- **Exercise data**:
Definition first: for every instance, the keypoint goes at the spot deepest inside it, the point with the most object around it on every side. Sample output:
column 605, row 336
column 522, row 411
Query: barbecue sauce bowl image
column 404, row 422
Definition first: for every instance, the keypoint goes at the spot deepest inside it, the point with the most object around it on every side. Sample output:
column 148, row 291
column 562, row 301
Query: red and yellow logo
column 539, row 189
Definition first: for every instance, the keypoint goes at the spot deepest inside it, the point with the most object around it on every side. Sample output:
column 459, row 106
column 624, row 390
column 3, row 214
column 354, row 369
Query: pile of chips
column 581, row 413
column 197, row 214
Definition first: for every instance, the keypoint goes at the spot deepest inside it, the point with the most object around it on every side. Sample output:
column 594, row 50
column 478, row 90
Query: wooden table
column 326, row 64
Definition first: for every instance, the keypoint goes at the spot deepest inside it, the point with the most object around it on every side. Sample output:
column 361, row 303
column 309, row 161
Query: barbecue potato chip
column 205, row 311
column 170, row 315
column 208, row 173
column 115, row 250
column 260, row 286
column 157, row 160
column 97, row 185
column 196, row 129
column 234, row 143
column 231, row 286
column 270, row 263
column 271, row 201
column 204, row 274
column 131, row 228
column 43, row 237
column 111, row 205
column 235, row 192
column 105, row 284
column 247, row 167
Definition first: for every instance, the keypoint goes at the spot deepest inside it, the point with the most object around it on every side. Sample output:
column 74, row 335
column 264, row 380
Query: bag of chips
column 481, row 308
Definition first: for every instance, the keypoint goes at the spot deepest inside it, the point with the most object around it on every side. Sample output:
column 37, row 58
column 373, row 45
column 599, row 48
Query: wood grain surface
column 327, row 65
==
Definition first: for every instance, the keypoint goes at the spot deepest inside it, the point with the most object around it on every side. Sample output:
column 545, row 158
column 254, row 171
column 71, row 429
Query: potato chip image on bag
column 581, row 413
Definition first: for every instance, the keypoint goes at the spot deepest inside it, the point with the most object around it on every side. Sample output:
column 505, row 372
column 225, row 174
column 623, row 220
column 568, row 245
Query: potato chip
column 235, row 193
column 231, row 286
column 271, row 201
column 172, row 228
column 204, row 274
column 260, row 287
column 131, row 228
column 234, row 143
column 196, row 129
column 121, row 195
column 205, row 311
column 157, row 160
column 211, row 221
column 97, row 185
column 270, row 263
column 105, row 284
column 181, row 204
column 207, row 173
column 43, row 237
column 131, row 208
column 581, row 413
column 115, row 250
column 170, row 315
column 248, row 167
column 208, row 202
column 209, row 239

- **Task to carry out**: Count the lines in both blocks above that contain the word "potato", and reply with only that number.

- **Result of the task**: 3